• [Exercise description]: When you reach the line that contains "like (429, 109)." in the data below, start reproducing lines exactly, and stop after the line that contains "like (375, 1).".

• [Data shown]:
*** Begin section ***

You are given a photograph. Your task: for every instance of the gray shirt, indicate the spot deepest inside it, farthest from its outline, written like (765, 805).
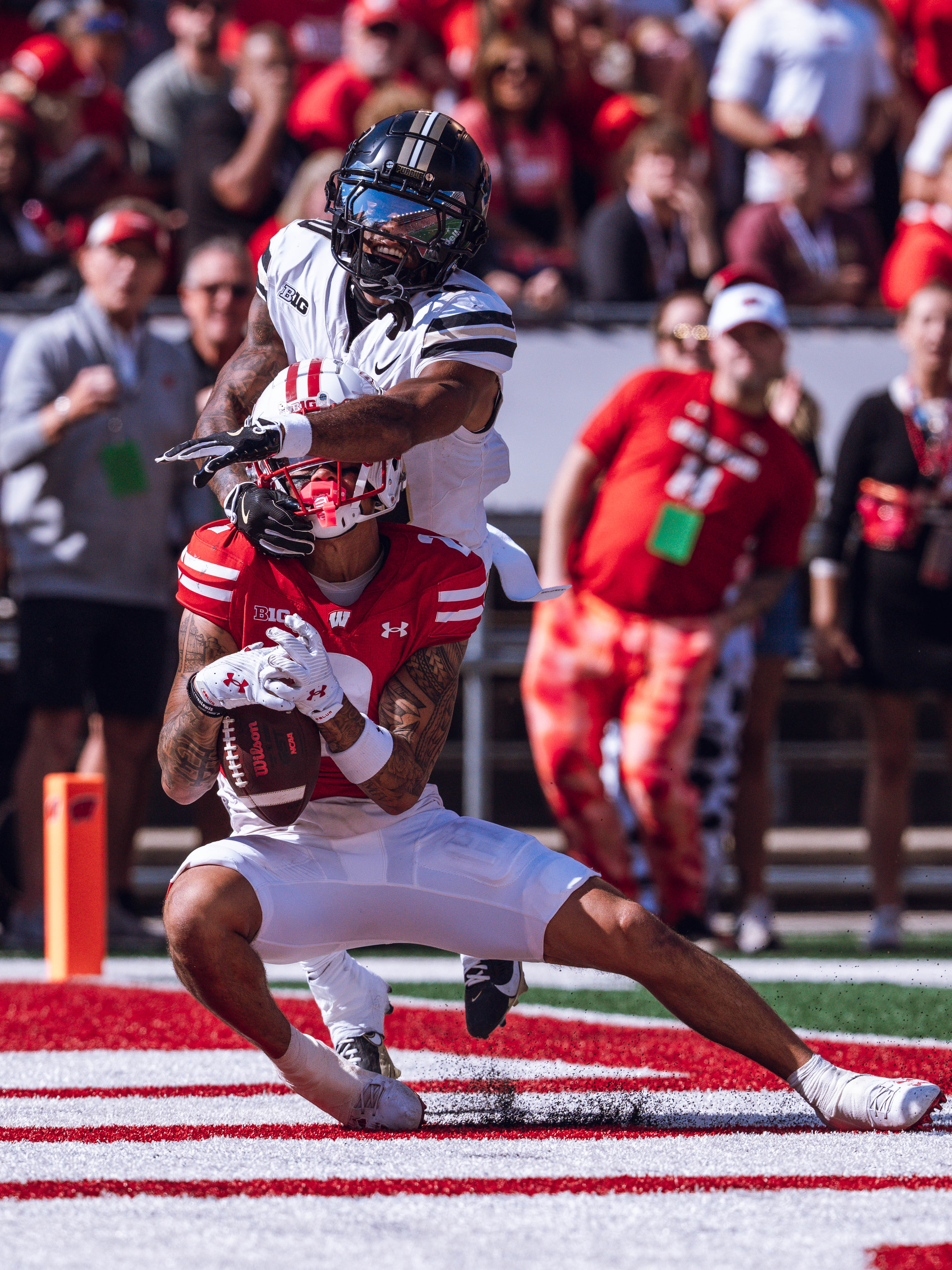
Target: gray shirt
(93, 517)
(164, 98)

*** End section ***
*** Begin section ***

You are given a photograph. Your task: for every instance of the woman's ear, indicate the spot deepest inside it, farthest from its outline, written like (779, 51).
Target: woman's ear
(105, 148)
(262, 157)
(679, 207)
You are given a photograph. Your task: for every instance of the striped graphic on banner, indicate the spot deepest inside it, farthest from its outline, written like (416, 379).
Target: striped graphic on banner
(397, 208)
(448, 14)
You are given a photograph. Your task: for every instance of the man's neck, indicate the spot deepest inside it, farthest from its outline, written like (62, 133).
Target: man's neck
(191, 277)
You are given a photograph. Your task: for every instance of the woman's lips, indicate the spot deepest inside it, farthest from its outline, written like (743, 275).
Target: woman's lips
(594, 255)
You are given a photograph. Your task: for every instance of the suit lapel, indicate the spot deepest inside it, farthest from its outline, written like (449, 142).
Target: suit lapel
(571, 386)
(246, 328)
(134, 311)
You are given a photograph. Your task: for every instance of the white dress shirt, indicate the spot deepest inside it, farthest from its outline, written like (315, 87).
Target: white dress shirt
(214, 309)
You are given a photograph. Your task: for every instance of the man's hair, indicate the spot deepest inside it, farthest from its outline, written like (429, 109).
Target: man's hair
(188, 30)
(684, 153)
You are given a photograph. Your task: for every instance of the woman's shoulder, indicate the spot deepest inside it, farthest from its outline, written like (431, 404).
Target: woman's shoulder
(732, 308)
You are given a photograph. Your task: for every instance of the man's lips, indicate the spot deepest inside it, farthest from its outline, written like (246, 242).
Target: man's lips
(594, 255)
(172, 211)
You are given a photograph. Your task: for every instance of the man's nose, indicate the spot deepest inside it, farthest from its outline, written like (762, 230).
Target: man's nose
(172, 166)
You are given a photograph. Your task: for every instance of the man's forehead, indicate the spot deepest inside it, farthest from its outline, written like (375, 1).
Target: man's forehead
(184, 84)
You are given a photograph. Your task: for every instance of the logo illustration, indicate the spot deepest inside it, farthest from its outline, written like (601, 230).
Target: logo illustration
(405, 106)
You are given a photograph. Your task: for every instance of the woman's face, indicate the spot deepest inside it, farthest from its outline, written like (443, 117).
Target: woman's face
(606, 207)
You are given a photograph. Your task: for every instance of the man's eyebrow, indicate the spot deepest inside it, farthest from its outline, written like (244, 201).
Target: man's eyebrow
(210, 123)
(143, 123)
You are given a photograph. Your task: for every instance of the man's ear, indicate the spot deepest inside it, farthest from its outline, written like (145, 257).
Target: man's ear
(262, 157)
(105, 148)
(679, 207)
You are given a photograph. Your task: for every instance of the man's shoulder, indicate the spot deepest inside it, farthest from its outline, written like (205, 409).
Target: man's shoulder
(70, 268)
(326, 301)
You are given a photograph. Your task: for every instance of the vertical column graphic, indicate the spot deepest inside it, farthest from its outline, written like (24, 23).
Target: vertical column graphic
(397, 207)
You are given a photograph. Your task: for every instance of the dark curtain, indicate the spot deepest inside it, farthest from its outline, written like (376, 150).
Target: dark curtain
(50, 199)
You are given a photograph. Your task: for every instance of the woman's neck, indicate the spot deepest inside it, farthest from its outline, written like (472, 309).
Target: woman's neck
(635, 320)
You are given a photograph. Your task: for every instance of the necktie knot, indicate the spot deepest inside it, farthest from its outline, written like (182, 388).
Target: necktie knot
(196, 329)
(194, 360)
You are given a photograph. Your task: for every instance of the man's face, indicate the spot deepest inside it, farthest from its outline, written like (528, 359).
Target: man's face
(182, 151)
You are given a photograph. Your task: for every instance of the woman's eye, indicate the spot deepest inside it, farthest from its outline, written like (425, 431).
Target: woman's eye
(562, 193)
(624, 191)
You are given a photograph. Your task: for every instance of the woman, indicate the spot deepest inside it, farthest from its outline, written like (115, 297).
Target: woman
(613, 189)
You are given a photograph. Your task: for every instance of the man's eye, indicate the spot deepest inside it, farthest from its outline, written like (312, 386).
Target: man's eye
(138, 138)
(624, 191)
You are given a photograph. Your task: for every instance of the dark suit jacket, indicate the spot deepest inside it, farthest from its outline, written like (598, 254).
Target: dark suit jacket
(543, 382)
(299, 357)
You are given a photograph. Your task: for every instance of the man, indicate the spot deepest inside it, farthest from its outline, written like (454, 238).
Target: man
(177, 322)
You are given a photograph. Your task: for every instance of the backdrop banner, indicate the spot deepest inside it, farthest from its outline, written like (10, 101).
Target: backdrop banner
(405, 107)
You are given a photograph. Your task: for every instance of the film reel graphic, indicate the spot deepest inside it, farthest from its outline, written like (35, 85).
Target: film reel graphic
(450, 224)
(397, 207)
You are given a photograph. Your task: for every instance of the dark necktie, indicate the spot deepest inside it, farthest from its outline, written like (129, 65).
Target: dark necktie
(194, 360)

*** End section ***

• [Written reply]:
You are given a photograph. Your task: for every instance of the man's hair, indicate the spot deepest inside it, farthest from its outline, written like (429, 109).
Target: man's hair
(188, 30)
(684, 153)
You are given a photograph. Your task: for every instance of the woman's shoulder, indicate the spot deepest inside it, farthest from its outline, written like (431, 404).
Target: woman's shoulder
(732, 308)
You are given a photograph. Your task: for every instance of the man's lips, indicate the spot deepest inside it, farthest from its outline, written like (246, 242).
Target: man's lips
(594, 255)
(172, 211)
You are given a photograph. Your task: for every instance of the man's nose, indicate the spot deepest inside it, farthest from its outline, written like (762, 230).
Target: man's nose
(172, 166)
You are given a photograph. Your task: for every instance of the man's forehead, indicate the spot deepest inside it, farthest from its outline, written like (375, 1).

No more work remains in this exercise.